## Aufgabe:
Bitte geben Sie aus dem Auszug über Yates den Abschnitt wortgetreu wieder, der mit den Worten „Yates kannte Veteranenkrankenhäuser“ beginnt und mit „aber ohne Hoffnung.“ schließt.

## Ausgewählter Auszug:
'''

Yates widmet diesen Menschen seine ungeteilte Aufmerksamkeit. Der Beschreibung ihrer zerschundenen Körper und Seelen gibt er alles, was er sprachlich aufzubieten hat. In der Geschichte "Diebe" klingt das so: "Nach dem Wegbringen der Tabletts, wenn die Sonne lange gelbe Streifen auf den Fußboden unter den westlichen Fenstern warf und auf ihrem Weg die silbernen Speichen der Rollstühle erglänzen ließ, entstand auf der Tuberkulosestation stets eine Pause; in dieser Zeit versammelten sich die meisten der dreißig Männer, die auf der Station lebten, in kleinen Gruppen, um sich zu unterhalten oder Karten zu spielen." Yates schreibt "after the wheeling-out of supper trays", da ist "nach dem Wegbringen" in der ansonsten fast immer sicheren Übersetzung von Thomas Gunkel eine der weniger gelungenen Formulierungen, und auch die "Pause" könnte, da Yates sie "a lull" (was eher eine Flaute ist, sinnlicher vorstellbar), etwas weniger nüchtern daherkommen. Aber die Szene behält auch so ihre Poesie, weil man spürt, wie die Männer, die gerade weder essen noch behandelt werden noch sprechen, ihren Gedanken nachhängen und dabei im Augenblick nicht verzweifelt sind.

Yates kannte Veteranenkrankenhäuser wie das, von dem er hier erzählt. Er wurde selbst viele Male dort behandelt, so dass er verfügte, seinen letzten Roman, den er nicht mehr vollenden konnte ("Uncertain Times"), den Frauen und Männern aus der Veteranenbetreuung zu widmen, "in Dankbarkeit für ihre Liebenswürdigkeit und Freundlichkeit sowie ihre medizinische Versorgung".

Zwei der letzten neun Geschichten ereignen sich in Hospitälern für Soldaten, in zwei weiteren spielt der Krieg eine Rolle, und in der allerletzten geht es um einen Mann, der sich nach einem Krankenhausaufenthalt zu Hause erholen soll. In all diesen Geschichten ist der Autor in einer Weise präsent, in der die Zeit, in der er schrieb und in der die Geschichten spielen, zusammenschnurrt zu einer Raum der spezifisch amerikanischen Einsamkeit - voller Selbsttäuschungen, aber ohne Hoffnung.

'''

## Datensätze:
'''

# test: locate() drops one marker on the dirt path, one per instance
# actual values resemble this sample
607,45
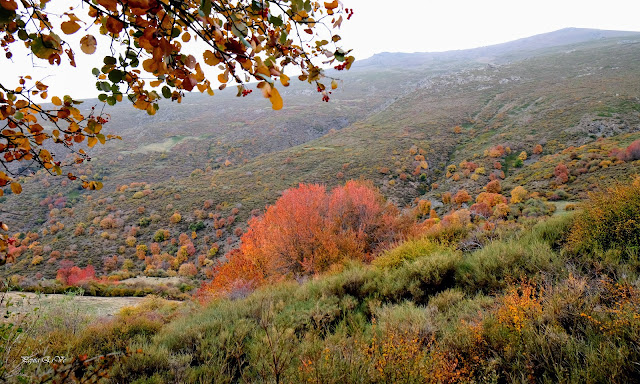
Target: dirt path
22,302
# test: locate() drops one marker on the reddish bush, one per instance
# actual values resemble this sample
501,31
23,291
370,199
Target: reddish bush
562,173
68,274
307,231
461,197
494,187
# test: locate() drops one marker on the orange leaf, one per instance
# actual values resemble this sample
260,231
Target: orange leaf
69,27
331,5
88,44
276,99
284,79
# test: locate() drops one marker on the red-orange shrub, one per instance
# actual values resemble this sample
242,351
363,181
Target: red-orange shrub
307,231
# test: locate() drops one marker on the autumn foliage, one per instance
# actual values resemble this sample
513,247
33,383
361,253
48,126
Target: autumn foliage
610,221
307,231
69,274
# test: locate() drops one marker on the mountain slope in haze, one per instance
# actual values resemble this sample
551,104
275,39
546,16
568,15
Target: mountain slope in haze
215,167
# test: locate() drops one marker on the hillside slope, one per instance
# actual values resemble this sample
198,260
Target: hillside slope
216,167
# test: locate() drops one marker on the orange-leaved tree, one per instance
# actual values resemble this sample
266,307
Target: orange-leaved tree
307,231
147,60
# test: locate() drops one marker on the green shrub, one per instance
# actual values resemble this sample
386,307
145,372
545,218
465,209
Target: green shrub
407,251
489,268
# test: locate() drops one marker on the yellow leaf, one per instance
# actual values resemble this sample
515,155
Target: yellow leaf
16,188
284,79
88,44
331,5
210,58
69,27
276,99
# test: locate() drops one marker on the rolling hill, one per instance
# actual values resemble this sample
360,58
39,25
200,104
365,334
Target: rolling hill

'''

## Erwartete Antwort:
Yates kannte Veteranenkrankenhäuser wie das, von dem er hier erzählt. Er wurde selbst viele Male dort behandelt, so dass er verfügte, seinen letzten Roman, den er nicht mehr vollenden konnte ("Uncertain Times"), den Frauen und Männern aus der Veteranenbetreuung zu widmen, "in Dankbarkeit für ihre Liebenswürdigkeit und Freundlichkeit sowie ihre medizinische Versorgung".

Zwei der letzten neun Geschichten ereignen sich in Hospitälern für Soldaten, in zwei weiteren spielt der Krieg eine Rolle, und in der allerletzten geht es um einen Mann, der sich nach einem Krankenhausaufenthalt zu Hause erholen soll. In all diesen Geschichten ist der Autor in einer Weise präsent, in der die Zeit, in der er schrieb und in der die Geschichten spielen, zusammenschnurrt zu einer Raum der spezifisch amerikanischen Einsamkeit - voller Selbsttäuschungen, aber ohne Hoffnung.